**Given exercise A:** Rewrite the part of the Greenbelt road article starting with "The wilderness society has" and going on through "project by 2025.", putting "LRT" wherever "light-rail" appears.

------ Quoted passage

Heweyer also said discussions between the city and the commission are still ongoing. He said that all route options would impact the Greenbelt to some degree, since to avoid it entirely, “you’d have to go south — you’re talking a long way south — and it really wouldn’t service that area anymore if you did that.”
The Ottawa chapter of the Canadian Parks and Wilderness Society has been an avid opponent of the Brian Coburn Boulevard and Cumberland Transitway projects and its online petition against the project has over 5,000 signatures. McDonnell said the Mer Bleue sector of the Greenbelt is already heavily fragmented by roads and is unable to support another.
“At the end of the day, it’s a six-lane highway, and it would cause irreparable harm to Mer Bleue, just given the proximity, with things like road salt, impact on wildlife movements,” he said. “If there were ever to be a spill of a tanker or something like that on that road, that would be a disaster.”
Even the wilderness society accepts that the Greenbelt’s u-shape around the city means that some construction through it is unavoidable. But McDonnell would like to see better protection for wildlife in the area. He said the National Capital Commission has done such protective measures in the past: when Hunt Club Road was expanded around Stony Swamp, for example, it mandated underpasses and fences to keep animals off the road.
The wilderness society has also recommended the city make use of existing roads, like the Blackburn Hamlet Bypass about 100 metres north of the proposed route, which is what would be widened if one of the commission’s preferred routes were chosen.
The group would also prefer the city add on to the light-rail transit expansion crossing the Greenbelt in the west, east, and south ends of the city rather than building a new bus corridor. The approved light-rail expansion is in phase two of construction and will add 44 kilometres of new rail and 24 new transit stations. The southern extension to the airport is set to be finished later in 2023 and the total project by 2025.
“The city is spending a whole lot of money on [light-rail transit] and so it doesn’t make sense to be building roads at the same time,” McDonnell said.

------------

**Given exercise B:** Output the records from the start through the line that contains "[1107,0,1312,148]" as a two-column CSV with the headers request and answer. Give one row per request, with its text and its answer each in a single quoted field and any line breaks replaced by spaces.

------ Material for this task

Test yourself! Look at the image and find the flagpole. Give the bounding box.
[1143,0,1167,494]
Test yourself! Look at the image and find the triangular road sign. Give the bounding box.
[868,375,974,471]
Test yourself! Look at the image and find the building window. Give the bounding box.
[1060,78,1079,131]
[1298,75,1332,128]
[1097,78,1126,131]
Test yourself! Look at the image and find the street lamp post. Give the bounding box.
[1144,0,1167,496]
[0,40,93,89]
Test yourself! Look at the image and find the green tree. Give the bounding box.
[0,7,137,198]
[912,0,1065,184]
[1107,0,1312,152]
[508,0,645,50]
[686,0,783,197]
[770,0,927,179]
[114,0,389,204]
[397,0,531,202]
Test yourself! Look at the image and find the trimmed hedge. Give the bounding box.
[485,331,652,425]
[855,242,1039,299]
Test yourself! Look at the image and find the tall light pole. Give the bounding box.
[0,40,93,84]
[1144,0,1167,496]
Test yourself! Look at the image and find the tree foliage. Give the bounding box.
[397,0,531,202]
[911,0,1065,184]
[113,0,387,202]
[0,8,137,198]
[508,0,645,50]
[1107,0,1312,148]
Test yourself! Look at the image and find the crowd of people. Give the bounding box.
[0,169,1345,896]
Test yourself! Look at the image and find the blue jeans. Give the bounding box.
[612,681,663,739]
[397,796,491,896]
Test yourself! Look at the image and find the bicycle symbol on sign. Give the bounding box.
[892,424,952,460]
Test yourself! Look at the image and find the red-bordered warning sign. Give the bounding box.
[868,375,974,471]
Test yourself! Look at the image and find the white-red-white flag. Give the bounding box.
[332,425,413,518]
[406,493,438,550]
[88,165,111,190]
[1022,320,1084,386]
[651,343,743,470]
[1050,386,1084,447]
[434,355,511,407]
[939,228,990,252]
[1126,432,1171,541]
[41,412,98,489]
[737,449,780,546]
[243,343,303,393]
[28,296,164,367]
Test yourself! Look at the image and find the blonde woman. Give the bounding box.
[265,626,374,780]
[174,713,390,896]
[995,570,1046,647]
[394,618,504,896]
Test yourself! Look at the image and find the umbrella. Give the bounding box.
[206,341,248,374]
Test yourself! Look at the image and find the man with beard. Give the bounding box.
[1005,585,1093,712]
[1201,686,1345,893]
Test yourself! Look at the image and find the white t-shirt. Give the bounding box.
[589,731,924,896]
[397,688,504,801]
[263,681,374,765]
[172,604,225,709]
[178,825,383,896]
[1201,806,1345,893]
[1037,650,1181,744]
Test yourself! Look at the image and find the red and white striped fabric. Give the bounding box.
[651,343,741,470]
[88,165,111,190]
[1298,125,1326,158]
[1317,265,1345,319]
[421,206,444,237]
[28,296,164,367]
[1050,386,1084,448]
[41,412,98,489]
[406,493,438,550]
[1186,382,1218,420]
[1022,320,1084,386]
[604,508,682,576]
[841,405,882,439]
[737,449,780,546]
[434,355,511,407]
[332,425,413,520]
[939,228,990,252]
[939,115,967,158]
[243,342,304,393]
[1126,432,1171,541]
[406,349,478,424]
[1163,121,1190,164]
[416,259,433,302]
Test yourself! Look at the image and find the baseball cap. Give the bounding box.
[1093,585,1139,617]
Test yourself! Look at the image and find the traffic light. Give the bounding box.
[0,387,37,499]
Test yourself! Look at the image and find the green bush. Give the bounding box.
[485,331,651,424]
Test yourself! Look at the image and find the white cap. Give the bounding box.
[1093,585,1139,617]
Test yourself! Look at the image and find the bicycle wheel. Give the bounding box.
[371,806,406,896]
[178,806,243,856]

------------

**Worked answer A:**
The wilderness society has also recommended the city make use of existing roads, like the Blackburn Hamlet Bypass about 100 metres north of the proposed route, which is what would be widened if one of the commission’s preferred routes were chosen.
The group would also prefer the city add on to the LRT transit expansion crossing the Greenbelt in the west, east, and south ends of the city rather than building a new bus corridor. The approved LRT expansion is in phase two of construction and will add 44 kilometres of new rail and 24 new transit stations. The southern extension to the airport is set to be finished later in 2023 and the total project by 2025.

**Worked answer B:**
request,answer
"Test yourself! Look at the image and find the flagpole. Give the bounding box.","[1143,0,1167,494]"
"Test yourself! Look at the image and find the triangular road sign. Give the bounding box.","[868,375,974,471]"
"Test yourself! Look at the image and find the building window. Give the bounding box.","[1060,78,1079,131] [1298,75,1332,128] [1097,78,1126,131]"
"Test yourself! Look at the image and find the street lamp post. Give the bounding box.","[1144,0,1167,496] [0,40,93,89]"
"Test yourself! Look at the image and find the green tree. Give the bounding box.","[0,7,137,198] [912,0,1065,184] [1107,0,1312,152] [508,0,645,50] [686,0,783,197] [770,0,927,179] [114,0,389,204] [397,0,531,202]"
"Test yourself! Look at the image and find the trimmed hedge. Give the bounding box.","[485,331,652,425] [855,242,1039,299]"
"Test yourself! Look at the image and find the tall light pole. Give the bounding box.","[0,40,93,84] [1144,0,1167,496]"
"Test yourself! Look at the image and find the tree foliage. Give the bounding box.","[397,0,531,202] [911,0,1065,184] [113,0,387,202] [0,8,137,198] [508,0,645,50] [1107,0,1312,148]"